What this task involves ▸ Rescale the records below: reproduce every line, requests included, with each point coordinate in the answers multiplied by 0.6 and rounded to a whole number, halves rounding up. Leave the pictures out of your answer.

═════ Material provided

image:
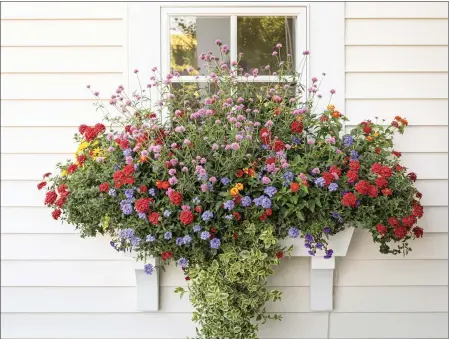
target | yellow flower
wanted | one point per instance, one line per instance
(234, 191)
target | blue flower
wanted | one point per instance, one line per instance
(126, 233)
(293, 232)
(320, 182)
(225, 181)
(205, 235)
(215, 243)
(333, 187)
(148, 269)
(129, 193)
(229, 205)
(207, 215)
(270, 191)
(183, 262)
(348, 140)
(246, 201)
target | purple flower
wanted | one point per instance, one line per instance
(225, 181)
(293, 232)
(148, 269)
(207, 215)
(263, 201)
(229, 205)
(270, 191)
(183, 262)
(215, 243)
(246, 201)
(205, 235)
(348, 140)
(333, 187)
(150, 238)
(320, 182)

══════════

Full answer ▸
image:
target | yellow flower
wanted | one point per instance, one line per instance
(140, 115)
target | blue flower
wanted | one point per instance, one line per instance
(76, 140)
(176, 139)
(192, 109)
(135, 109)
(123, 141)
(129, 146)
(200, 112)
(89, 161)
(77, 116)
(137, 123)
(124, 129)
(162, 115)
(110, 157)
(209, 84)
(148, 121)
target | purple flower
wanted | one point per instance, one line per instance
(135, 109)
(176, 139)
(89, 161)
(124, 129)
(158, 121)
(137, 123)
(162, 115)
(110, 157)
(129, 146)
(148, 121)
(123, 141)
(209, 84)
(200, 112)
(90, 143)
(192, 109)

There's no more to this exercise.